#### TRY IT
Where a line of the records holds the string "below", copy that line.

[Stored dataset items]
·····
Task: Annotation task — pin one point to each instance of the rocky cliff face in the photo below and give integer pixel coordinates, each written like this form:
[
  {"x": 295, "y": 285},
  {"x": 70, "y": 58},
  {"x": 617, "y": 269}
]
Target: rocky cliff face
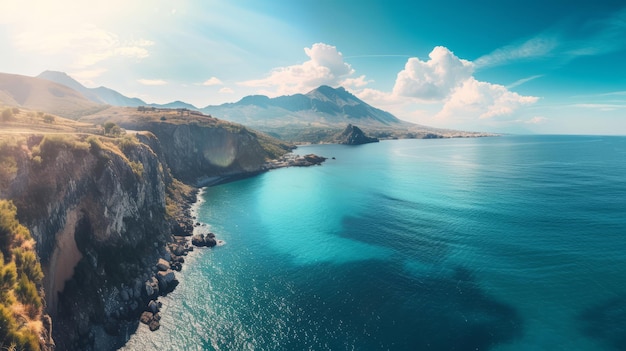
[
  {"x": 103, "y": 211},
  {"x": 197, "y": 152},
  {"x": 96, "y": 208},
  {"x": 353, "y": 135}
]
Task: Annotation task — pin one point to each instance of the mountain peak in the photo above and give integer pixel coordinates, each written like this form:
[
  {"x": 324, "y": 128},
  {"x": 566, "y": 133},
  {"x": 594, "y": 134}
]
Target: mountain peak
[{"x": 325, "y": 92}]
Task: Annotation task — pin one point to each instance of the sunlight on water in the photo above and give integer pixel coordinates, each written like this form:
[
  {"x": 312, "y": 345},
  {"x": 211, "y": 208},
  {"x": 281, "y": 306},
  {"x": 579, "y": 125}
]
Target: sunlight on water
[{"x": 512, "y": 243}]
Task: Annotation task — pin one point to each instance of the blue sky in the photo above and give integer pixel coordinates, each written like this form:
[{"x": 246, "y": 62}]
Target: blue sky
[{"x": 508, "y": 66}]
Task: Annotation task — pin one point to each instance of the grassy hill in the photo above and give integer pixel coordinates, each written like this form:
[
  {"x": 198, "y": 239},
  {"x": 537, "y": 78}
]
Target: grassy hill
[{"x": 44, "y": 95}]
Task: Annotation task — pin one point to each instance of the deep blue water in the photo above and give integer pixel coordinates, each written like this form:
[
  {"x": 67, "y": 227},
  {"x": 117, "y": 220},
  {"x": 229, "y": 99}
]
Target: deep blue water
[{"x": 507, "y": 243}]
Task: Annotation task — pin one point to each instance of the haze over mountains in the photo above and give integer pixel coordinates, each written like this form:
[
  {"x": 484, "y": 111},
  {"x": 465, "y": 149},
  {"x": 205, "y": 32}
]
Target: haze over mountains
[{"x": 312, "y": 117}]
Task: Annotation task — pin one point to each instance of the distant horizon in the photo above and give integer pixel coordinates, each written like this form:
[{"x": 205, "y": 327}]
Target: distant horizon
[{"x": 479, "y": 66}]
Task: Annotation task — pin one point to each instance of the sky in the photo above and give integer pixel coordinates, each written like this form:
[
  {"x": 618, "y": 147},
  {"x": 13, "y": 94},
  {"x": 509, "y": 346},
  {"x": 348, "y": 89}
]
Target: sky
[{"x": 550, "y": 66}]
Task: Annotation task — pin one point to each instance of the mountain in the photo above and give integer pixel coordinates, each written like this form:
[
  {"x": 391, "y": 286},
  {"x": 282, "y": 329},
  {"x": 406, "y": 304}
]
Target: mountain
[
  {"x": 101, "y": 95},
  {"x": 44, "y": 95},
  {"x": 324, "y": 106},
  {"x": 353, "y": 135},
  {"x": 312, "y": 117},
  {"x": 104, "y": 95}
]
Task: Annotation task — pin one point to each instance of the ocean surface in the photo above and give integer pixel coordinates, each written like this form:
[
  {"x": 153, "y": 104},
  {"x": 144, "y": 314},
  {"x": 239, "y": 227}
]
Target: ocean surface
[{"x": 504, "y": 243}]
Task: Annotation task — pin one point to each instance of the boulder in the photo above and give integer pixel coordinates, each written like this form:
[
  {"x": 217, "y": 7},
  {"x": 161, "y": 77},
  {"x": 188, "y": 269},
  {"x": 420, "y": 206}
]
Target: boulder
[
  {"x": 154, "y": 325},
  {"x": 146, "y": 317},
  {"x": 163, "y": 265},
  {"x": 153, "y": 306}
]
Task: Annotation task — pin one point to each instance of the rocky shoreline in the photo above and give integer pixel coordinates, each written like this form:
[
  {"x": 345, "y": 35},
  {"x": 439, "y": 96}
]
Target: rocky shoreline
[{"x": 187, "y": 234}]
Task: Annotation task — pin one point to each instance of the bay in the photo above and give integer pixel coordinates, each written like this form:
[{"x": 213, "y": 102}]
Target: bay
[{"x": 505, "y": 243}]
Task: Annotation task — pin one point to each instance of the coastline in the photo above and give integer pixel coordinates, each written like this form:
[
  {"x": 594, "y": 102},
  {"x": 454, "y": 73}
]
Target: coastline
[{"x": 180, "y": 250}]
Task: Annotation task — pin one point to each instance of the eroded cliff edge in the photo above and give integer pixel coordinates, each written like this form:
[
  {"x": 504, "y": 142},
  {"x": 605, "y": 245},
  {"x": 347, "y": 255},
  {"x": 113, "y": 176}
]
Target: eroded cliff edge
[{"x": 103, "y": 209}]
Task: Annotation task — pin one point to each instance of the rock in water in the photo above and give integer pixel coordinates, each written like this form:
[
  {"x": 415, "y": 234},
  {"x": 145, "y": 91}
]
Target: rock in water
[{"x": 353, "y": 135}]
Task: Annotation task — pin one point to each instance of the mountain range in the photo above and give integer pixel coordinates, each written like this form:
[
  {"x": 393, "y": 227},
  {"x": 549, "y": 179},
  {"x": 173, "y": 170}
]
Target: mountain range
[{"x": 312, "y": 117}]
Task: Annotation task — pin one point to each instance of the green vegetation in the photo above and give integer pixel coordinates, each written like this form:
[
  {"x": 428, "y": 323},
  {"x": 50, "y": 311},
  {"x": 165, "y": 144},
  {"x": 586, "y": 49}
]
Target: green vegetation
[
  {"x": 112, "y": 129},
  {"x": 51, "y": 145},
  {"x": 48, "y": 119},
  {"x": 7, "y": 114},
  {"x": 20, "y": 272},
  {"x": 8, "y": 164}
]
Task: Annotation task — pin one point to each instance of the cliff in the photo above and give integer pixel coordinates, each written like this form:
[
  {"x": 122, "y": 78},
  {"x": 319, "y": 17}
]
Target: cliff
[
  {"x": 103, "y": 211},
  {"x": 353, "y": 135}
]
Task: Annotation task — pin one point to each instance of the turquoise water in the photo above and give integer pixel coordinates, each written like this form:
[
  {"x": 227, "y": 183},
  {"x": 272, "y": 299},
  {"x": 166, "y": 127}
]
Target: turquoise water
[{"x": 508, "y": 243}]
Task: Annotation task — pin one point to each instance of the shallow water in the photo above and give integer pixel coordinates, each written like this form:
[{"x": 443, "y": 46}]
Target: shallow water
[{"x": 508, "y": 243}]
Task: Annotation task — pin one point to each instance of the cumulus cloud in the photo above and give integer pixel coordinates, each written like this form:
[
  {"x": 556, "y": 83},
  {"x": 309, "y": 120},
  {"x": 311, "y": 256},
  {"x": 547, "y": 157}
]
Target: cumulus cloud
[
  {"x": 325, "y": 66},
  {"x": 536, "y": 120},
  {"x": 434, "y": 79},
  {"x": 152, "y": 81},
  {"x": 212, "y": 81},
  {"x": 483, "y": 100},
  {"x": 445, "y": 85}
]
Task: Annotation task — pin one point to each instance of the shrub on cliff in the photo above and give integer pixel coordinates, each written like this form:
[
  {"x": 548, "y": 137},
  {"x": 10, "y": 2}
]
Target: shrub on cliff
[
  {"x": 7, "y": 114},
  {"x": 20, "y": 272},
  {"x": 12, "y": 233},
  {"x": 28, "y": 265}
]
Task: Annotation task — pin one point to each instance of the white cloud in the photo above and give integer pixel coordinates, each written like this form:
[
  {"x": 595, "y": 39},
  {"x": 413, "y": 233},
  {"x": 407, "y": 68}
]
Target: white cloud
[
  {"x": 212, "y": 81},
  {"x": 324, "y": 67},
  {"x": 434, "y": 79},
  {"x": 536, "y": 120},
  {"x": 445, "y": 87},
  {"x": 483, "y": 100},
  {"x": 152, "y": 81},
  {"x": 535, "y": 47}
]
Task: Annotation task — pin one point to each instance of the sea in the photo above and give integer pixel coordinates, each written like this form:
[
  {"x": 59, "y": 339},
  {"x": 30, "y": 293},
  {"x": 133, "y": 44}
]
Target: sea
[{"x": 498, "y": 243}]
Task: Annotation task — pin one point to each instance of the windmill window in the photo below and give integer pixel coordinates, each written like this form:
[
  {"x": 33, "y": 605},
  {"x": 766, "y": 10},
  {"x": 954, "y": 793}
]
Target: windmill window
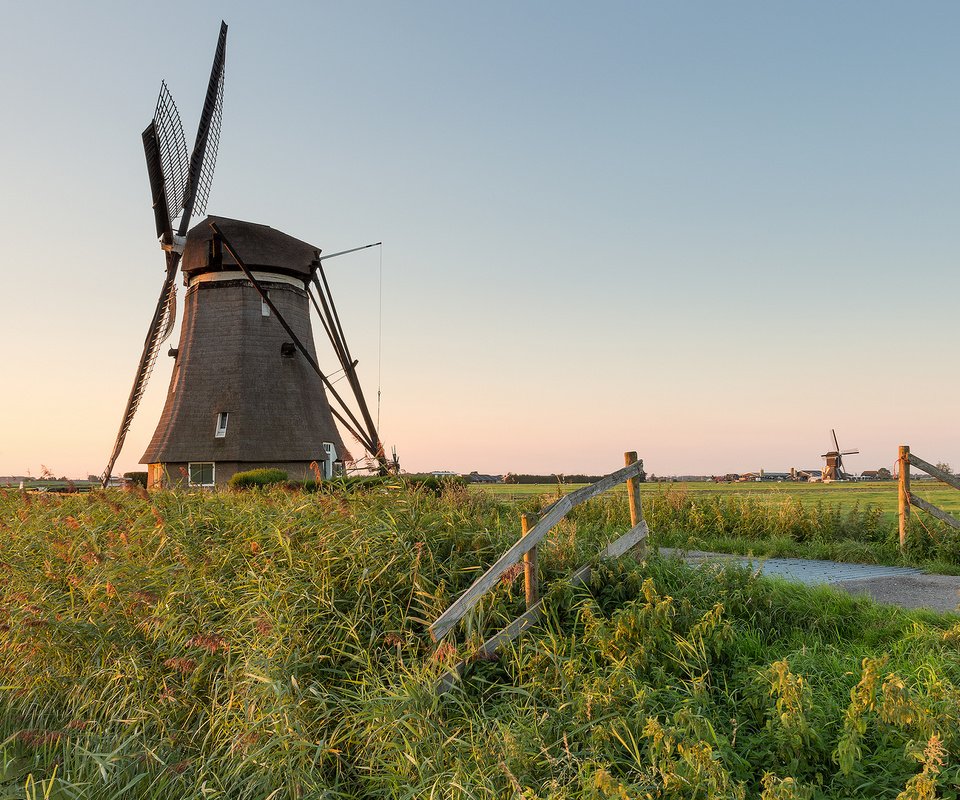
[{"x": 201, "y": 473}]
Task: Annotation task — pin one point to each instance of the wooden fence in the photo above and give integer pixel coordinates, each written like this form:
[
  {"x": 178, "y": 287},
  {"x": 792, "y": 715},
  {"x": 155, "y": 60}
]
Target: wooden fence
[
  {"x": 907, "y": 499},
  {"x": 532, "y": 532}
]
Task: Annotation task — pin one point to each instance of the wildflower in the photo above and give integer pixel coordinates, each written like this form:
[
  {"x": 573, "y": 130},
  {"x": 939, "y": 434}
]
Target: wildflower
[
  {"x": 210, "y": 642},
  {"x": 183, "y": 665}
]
·····
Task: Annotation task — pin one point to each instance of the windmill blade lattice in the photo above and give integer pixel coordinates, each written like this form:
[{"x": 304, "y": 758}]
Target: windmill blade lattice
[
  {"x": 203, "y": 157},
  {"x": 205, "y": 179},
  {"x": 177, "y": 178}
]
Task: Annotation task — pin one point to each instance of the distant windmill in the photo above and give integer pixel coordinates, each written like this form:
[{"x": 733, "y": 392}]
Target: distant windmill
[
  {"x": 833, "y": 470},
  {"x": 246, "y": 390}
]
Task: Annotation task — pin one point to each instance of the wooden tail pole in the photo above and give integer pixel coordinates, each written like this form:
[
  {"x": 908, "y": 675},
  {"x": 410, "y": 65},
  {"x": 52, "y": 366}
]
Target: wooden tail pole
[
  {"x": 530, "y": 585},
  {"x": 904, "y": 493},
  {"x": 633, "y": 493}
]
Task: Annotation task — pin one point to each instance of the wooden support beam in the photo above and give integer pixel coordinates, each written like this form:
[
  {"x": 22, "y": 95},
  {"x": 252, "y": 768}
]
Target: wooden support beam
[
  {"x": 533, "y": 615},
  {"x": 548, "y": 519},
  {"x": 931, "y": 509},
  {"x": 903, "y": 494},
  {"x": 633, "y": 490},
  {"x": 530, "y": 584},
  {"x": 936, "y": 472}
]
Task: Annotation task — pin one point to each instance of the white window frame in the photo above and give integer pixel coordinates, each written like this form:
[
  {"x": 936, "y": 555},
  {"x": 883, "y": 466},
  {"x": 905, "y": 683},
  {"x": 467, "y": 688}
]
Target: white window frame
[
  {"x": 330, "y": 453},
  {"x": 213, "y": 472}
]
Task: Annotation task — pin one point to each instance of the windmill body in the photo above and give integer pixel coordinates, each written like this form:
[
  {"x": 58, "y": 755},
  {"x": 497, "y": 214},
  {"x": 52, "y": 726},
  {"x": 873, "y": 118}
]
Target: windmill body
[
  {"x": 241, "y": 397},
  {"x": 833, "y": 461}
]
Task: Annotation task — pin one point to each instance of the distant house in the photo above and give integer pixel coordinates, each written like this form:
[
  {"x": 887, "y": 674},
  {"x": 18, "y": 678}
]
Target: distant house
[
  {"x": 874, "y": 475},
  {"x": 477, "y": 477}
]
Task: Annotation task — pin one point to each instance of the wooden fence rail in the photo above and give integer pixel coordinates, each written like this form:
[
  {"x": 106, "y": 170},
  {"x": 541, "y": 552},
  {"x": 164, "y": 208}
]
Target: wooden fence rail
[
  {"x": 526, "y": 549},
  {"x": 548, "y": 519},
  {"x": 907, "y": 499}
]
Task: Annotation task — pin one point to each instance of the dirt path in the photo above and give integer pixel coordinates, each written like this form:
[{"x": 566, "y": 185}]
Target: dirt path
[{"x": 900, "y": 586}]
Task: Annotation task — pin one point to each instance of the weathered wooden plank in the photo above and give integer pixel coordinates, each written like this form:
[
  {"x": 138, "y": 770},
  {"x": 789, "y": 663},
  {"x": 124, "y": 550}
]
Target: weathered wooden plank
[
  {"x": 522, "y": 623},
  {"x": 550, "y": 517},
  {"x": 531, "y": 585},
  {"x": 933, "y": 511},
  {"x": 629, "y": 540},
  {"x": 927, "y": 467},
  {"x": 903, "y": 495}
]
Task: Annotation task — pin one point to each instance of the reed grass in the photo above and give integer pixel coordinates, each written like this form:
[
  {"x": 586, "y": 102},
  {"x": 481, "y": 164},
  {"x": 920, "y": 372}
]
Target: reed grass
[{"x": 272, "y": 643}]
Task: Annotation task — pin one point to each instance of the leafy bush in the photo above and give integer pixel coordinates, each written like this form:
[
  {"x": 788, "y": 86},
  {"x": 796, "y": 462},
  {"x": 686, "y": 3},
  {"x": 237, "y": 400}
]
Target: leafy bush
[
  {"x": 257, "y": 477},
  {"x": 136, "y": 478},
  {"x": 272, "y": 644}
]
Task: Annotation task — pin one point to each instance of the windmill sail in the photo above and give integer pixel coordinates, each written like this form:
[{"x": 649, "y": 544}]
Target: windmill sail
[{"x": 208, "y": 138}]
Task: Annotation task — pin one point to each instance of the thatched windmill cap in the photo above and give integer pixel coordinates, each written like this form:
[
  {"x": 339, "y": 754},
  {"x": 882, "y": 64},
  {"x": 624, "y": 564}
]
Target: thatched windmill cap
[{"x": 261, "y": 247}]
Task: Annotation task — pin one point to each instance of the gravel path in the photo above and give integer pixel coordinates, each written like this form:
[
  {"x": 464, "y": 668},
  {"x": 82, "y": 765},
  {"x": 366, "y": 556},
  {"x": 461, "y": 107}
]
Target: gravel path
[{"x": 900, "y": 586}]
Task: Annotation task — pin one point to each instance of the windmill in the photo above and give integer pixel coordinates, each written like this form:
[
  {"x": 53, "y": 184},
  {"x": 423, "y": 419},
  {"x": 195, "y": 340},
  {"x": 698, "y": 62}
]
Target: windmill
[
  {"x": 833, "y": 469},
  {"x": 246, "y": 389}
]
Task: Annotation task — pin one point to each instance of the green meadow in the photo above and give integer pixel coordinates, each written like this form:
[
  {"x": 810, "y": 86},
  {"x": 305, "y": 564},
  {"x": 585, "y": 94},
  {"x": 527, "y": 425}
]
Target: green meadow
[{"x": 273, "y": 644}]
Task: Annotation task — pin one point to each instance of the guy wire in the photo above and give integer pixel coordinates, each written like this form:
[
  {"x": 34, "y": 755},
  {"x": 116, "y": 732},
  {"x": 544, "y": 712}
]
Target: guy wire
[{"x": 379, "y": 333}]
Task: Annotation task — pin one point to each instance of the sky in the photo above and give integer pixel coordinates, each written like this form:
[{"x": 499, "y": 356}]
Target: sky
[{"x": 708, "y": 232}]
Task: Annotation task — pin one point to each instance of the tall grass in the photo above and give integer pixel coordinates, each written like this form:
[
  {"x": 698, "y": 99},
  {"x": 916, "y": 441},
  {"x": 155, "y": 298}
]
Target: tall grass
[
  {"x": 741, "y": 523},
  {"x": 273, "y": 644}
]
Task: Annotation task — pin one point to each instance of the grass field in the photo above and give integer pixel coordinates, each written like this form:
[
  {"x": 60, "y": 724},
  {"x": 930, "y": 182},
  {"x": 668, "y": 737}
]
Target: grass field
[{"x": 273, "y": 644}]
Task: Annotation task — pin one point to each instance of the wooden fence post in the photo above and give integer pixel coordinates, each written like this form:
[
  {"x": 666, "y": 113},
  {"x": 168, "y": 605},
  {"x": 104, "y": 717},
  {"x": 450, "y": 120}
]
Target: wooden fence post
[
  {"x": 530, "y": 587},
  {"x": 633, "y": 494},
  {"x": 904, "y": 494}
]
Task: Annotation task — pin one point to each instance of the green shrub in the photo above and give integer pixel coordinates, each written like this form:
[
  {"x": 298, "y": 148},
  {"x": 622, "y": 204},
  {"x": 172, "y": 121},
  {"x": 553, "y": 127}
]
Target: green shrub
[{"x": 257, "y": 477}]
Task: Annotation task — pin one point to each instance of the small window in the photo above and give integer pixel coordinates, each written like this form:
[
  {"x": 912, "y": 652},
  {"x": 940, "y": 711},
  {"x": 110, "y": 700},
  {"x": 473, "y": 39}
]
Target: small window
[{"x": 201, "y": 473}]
·····
#### SOLUTION TO THIS PROBLEM
Task: Annotation task — pin one point to each instance of the rocky cliff face in the photo below and give integer pixel coordinates, each written like this form:
Task: Annotation task — pin one point to each instance of the windmill window in the photo below and give integer pixel coordinates, each written like this form:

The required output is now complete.